_SUPPLIED DATA_.
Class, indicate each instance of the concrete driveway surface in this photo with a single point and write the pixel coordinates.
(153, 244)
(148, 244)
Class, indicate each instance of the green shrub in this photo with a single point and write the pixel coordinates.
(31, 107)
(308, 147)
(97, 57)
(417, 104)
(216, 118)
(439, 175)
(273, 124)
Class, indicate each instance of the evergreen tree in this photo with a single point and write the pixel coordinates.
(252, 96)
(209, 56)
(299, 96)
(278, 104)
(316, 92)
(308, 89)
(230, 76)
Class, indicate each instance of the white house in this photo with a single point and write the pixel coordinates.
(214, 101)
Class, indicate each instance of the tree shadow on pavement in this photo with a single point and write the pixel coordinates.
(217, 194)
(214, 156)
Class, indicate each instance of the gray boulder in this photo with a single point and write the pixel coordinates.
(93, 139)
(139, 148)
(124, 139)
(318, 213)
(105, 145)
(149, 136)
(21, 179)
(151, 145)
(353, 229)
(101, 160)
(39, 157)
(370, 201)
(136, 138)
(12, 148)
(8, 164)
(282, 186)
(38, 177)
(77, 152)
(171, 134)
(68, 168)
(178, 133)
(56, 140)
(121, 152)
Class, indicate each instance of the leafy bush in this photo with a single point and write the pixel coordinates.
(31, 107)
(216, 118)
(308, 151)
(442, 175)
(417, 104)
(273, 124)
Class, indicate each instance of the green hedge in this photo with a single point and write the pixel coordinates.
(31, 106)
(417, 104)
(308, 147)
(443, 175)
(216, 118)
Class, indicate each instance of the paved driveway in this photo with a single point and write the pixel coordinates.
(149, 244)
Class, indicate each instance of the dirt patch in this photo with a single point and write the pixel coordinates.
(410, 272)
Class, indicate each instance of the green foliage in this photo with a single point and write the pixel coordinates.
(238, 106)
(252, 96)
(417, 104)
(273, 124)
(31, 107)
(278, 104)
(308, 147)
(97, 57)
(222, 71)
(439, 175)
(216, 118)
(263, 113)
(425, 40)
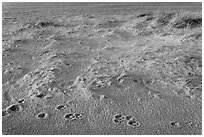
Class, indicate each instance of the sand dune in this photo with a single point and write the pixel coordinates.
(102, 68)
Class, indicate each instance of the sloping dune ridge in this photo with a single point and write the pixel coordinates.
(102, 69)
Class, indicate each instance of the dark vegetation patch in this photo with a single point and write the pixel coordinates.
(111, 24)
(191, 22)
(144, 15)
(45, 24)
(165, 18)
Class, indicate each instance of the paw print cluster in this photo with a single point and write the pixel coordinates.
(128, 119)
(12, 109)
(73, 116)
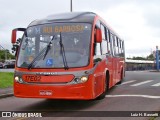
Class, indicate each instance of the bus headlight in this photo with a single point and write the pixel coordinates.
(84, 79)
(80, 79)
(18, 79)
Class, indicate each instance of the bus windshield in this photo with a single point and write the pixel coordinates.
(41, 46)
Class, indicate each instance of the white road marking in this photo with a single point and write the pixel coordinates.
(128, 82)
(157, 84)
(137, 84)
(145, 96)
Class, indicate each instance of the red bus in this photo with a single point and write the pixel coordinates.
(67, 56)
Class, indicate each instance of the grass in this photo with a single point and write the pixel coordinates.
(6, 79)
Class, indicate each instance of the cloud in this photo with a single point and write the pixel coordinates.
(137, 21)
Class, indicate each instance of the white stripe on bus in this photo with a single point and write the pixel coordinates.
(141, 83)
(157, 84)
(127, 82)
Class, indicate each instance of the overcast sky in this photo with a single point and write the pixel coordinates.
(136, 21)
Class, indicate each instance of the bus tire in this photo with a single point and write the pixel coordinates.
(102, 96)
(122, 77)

--

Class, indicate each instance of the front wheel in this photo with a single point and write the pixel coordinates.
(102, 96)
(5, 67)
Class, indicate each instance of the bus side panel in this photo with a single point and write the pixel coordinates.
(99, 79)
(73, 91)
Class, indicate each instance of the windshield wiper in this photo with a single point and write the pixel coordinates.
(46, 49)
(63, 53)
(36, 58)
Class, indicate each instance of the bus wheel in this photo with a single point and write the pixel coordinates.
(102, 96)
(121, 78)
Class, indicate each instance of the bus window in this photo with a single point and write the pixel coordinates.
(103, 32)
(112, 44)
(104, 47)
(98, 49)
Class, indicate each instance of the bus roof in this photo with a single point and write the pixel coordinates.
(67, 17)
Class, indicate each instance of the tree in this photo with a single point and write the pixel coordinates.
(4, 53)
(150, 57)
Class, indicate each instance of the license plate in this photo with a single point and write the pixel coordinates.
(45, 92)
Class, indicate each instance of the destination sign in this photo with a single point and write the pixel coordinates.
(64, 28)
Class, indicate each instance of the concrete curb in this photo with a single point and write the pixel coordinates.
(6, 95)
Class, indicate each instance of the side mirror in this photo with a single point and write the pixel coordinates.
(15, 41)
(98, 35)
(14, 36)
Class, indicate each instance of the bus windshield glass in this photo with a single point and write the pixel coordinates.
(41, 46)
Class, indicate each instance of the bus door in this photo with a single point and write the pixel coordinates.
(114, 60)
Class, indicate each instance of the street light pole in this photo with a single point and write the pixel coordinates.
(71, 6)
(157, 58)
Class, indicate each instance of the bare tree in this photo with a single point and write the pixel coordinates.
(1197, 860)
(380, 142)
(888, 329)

* * *

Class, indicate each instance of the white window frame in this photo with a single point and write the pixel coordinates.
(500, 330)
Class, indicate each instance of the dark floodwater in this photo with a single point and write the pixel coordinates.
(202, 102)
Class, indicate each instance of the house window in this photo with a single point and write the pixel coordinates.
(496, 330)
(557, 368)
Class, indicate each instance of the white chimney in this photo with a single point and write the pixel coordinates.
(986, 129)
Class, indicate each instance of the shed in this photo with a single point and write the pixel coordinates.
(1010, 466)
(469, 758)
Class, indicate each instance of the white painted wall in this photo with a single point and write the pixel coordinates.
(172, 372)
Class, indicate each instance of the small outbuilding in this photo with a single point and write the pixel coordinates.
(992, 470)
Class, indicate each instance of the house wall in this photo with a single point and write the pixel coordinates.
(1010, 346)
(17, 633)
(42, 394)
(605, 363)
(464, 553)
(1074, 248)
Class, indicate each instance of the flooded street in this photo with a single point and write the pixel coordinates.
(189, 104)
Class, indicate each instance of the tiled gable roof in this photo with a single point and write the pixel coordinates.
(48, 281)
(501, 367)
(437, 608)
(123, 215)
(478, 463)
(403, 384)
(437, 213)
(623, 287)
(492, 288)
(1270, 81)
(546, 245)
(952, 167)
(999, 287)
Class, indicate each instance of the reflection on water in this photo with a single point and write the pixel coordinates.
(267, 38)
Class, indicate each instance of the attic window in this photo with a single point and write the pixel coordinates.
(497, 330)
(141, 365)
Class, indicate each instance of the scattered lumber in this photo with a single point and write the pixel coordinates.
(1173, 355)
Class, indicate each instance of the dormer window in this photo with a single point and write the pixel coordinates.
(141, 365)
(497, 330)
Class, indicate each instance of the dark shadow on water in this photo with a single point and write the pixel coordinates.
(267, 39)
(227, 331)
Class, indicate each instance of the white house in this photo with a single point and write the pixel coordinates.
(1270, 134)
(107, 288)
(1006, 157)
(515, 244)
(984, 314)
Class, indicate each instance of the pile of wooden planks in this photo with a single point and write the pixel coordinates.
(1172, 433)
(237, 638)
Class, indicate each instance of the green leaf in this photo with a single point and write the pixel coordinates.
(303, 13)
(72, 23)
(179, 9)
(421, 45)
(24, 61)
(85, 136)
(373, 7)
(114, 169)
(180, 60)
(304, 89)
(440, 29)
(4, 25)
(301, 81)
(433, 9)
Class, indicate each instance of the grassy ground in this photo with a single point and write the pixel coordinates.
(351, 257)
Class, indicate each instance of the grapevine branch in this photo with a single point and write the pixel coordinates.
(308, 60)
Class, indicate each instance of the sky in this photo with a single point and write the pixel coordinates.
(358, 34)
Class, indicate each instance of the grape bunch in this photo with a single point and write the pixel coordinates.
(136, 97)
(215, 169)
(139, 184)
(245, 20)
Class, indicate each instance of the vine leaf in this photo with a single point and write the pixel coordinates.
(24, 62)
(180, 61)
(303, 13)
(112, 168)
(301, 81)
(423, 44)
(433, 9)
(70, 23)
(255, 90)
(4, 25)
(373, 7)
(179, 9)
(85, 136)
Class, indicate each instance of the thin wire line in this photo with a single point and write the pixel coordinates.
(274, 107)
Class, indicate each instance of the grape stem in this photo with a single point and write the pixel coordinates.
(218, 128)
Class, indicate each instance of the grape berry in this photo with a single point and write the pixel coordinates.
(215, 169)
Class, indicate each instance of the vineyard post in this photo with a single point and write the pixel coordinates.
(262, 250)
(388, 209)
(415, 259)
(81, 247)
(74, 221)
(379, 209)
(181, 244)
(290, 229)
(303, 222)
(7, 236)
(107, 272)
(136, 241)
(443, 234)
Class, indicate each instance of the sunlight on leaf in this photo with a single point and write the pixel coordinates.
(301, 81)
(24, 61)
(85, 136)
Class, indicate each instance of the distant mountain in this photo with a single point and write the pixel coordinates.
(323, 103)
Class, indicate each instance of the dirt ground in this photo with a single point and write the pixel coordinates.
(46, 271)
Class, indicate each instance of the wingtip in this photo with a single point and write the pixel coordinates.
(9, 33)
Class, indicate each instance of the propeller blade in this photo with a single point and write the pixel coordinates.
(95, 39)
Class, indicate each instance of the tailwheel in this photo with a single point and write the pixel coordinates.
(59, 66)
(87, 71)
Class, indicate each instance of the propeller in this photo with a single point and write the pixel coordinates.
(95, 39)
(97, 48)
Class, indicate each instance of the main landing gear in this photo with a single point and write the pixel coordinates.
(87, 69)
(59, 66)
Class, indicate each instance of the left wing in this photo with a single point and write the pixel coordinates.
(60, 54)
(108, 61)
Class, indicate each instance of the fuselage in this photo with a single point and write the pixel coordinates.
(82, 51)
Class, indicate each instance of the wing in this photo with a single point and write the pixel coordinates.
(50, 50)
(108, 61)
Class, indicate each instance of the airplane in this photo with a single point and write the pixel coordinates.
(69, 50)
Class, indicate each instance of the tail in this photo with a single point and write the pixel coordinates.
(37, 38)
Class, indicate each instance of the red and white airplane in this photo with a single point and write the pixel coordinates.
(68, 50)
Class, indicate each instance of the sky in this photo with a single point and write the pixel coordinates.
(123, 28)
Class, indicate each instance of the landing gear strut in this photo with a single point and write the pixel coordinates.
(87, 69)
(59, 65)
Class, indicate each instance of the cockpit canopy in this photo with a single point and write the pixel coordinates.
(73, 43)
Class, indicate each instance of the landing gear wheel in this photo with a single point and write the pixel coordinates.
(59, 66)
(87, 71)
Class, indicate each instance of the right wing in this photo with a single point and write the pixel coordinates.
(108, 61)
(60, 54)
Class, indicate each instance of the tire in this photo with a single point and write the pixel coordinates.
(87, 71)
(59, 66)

_GOAL_.
List every line in the records above that contains the word "airplane", copying each one in full.

_EXPECTED OUTPUT_.
Class, indicate each instance of the airplane in this photo with a single point and write the pixel coordinates.
Class, indicate each instance of the red and white airplane in this photo with a single point and write the pixel coordinates.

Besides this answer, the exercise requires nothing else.